**Data**
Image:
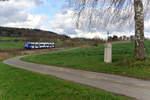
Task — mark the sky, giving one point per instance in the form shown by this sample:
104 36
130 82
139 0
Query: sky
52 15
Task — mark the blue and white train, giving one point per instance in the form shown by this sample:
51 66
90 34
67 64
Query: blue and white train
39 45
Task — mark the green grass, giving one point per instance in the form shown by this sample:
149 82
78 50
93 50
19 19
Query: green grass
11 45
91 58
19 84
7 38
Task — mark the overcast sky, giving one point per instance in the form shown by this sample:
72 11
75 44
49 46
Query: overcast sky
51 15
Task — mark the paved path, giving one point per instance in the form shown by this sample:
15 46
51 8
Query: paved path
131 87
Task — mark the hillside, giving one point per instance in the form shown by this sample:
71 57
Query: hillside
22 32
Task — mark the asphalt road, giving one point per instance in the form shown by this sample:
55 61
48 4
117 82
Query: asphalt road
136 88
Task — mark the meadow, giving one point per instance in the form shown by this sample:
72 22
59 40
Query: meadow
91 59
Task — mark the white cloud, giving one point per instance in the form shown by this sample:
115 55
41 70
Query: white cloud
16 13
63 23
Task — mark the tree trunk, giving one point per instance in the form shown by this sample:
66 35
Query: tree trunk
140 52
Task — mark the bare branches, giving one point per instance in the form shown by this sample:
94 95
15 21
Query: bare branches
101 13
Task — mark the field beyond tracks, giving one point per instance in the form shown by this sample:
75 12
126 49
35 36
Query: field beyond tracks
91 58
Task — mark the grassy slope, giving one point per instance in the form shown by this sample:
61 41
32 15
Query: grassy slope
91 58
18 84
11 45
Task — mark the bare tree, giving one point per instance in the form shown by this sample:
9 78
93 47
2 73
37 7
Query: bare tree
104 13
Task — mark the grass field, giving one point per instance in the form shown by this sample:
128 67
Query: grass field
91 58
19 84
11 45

--

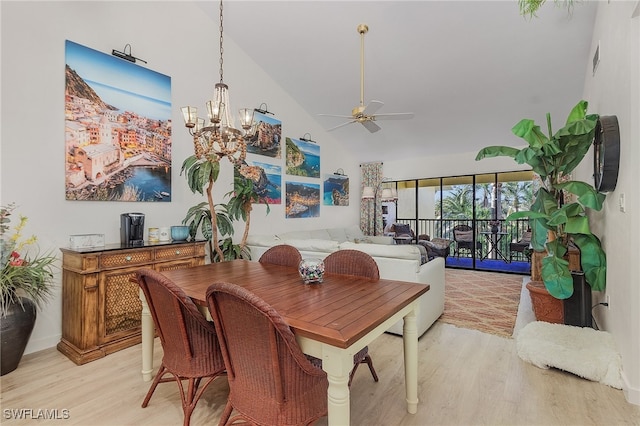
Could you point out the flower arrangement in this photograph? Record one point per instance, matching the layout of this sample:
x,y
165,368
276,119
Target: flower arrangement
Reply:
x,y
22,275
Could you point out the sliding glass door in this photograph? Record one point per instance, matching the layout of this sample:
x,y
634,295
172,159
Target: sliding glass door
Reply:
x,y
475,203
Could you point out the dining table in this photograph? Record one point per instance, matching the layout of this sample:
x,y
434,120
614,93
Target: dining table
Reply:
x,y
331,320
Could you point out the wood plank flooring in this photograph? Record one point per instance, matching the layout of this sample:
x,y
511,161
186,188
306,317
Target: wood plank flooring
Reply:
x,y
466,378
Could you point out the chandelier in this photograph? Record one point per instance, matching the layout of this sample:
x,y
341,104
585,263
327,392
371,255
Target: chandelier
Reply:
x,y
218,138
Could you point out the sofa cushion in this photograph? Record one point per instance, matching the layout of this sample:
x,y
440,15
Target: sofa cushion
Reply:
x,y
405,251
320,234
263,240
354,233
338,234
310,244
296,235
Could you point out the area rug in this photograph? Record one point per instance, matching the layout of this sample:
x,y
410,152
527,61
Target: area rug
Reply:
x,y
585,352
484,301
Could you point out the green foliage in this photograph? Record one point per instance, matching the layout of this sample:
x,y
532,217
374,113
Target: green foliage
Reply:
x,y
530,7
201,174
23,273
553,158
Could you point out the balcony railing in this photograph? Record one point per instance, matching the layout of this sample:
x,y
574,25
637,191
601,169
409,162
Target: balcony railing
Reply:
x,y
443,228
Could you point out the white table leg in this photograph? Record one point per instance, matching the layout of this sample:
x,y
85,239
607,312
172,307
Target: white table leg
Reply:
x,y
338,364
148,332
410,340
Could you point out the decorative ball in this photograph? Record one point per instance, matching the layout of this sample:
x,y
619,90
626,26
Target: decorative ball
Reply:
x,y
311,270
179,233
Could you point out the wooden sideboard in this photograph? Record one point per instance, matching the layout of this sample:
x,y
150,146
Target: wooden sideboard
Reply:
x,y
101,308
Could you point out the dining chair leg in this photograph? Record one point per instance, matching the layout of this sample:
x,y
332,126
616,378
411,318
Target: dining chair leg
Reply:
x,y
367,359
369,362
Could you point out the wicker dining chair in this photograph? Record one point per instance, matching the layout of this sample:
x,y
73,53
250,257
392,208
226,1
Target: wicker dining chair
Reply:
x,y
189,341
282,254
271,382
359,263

**Prompt**
Across the whole listing above, report each line that includes "cushion".

**Worked solution**
Could you point out the sofa cushion in this photograph? Record one point per instance, matching the layout of this sample:
Target: sofa cushion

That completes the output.